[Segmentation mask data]
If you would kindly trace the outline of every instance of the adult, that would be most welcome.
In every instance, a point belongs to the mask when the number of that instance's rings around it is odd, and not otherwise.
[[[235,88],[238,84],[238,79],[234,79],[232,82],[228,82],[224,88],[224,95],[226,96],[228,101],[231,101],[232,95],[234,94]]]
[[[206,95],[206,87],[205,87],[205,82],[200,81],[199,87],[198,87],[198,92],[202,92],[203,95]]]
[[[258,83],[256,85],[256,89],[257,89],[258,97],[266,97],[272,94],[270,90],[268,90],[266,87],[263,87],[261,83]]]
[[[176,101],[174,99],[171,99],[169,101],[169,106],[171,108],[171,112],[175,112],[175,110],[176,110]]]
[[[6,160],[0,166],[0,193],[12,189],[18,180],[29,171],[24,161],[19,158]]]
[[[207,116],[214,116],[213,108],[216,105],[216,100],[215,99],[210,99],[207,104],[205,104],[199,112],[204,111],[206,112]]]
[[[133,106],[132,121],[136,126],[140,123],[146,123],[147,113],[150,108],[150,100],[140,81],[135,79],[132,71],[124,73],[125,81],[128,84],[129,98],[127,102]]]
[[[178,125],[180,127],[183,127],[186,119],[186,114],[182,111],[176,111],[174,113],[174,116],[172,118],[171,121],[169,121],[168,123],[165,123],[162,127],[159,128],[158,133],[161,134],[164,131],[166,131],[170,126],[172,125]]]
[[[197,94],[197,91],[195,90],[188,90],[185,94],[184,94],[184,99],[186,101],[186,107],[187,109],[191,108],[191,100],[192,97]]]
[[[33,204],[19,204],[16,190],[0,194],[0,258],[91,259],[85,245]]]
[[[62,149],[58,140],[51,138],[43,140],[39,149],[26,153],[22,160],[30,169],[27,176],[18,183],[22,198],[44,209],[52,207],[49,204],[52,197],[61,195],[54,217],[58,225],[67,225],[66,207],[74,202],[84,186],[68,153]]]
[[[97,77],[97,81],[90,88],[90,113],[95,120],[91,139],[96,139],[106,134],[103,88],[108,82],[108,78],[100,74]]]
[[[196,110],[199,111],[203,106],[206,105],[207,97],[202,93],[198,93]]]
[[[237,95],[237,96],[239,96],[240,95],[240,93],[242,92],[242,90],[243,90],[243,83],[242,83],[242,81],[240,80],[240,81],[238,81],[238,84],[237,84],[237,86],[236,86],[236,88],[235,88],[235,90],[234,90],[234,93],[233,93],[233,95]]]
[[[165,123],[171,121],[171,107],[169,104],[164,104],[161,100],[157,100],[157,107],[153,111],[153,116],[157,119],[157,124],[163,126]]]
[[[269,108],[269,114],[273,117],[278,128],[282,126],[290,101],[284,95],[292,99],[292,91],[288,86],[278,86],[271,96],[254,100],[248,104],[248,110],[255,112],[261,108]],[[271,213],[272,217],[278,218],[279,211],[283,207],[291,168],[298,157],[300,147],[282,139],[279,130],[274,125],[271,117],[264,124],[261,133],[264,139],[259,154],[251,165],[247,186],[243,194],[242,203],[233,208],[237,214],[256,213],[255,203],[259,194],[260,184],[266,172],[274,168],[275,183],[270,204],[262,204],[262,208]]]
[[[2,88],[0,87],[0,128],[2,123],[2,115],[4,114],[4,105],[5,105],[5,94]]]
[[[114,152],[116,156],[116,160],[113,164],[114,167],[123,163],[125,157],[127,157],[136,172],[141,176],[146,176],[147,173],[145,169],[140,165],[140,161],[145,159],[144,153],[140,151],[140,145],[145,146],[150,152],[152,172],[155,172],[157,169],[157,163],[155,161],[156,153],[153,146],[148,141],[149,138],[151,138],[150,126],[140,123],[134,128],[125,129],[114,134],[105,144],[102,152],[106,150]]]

--

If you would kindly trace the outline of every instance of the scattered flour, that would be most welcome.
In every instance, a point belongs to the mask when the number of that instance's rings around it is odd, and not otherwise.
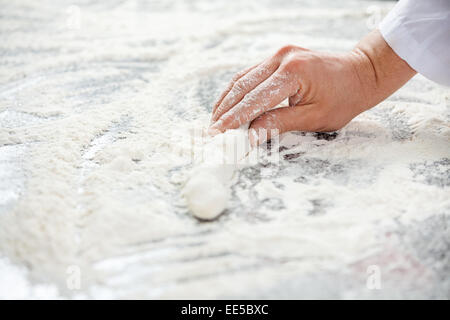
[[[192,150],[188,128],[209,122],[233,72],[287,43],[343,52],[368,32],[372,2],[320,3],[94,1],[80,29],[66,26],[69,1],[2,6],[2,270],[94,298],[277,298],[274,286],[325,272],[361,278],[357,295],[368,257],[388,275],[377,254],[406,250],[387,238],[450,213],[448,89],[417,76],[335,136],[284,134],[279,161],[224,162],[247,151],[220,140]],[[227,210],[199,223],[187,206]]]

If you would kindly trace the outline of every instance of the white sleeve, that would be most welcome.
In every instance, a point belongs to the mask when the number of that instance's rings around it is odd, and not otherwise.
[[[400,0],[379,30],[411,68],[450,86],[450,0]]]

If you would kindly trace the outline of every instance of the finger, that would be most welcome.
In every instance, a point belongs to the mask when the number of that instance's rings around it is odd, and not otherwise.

--

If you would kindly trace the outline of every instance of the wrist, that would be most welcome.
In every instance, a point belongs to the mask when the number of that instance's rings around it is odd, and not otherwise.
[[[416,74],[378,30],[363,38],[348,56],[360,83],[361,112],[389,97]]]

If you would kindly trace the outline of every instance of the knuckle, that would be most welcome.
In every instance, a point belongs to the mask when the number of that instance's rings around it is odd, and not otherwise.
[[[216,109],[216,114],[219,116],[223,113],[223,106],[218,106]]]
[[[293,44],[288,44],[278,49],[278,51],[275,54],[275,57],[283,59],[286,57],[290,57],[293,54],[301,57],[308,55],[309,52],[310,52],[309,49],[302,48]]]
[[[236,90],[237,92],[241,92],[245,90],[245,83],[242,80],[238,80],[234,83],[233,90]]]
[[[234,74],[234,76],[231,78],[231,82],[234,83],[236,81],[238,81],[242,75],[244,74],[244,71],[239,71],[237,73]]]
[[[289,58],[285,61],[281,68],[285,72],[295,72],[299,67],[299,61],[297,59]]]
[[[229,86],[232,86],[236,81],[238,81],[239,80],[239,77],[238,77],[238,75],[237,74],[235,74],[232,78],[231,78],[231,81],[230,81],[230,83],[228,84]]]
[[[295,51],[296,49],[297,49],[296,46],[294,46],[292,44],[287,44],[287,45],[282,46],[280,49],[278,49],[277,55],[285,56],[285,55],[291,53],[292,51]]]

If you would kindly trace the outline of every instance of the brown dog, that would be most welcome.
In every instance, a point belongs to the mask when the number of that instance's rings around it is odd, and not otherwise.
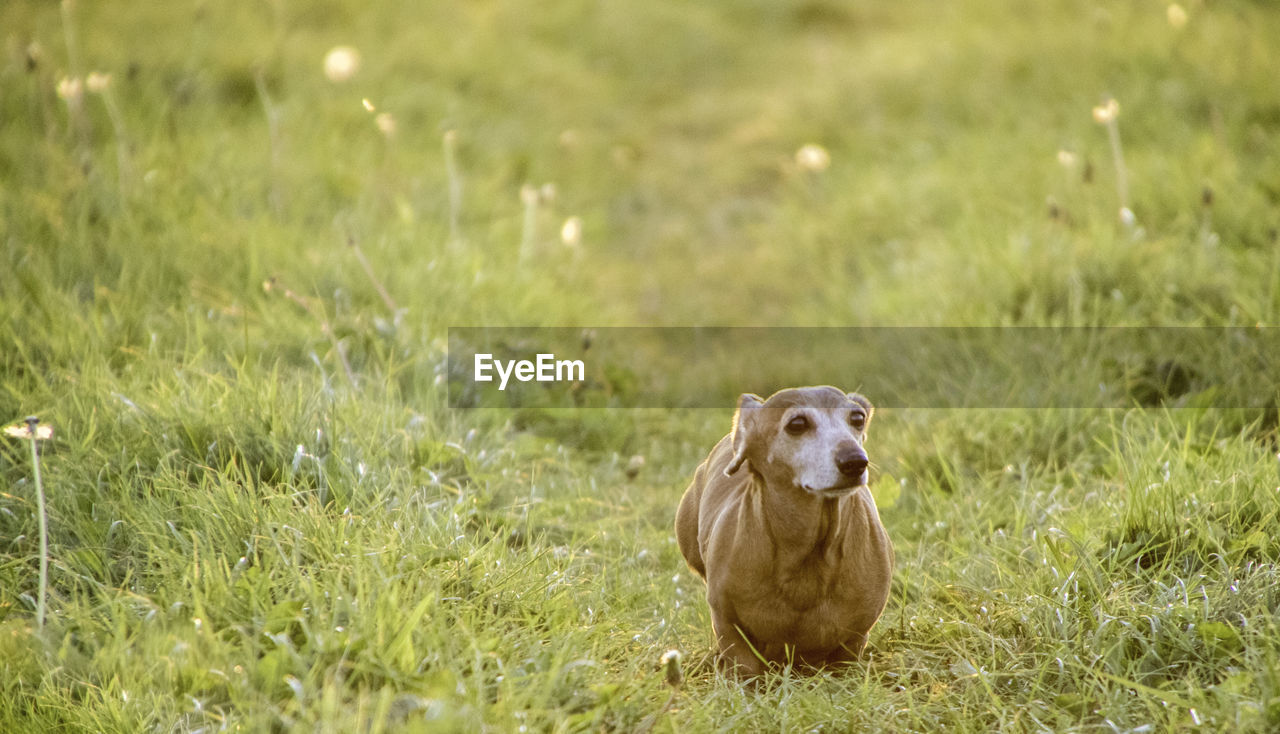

What the task requires> Filter the records above for lines with "welcome".

Solution to this problem>
If you would kindly trace the outline of every instance of the adult, that would be most welcome.
If you would kindly trace the outline of every instance of the scattered flour, that would be most welcome.
If you would kindly trace the outline of every instance of the white sleeve, that would be most welcome.
If you would kindly trace the outline of every instance of the finger, that would be most welcome.
If you would kindly trace the outline of every instance of the wrist, that would be most welcome.
If you would kindly trace the outline of every instance of the knuckle, that would be most welcome.
If you would kindly trace the outline of every instance of the brown dog, that would be most welcome.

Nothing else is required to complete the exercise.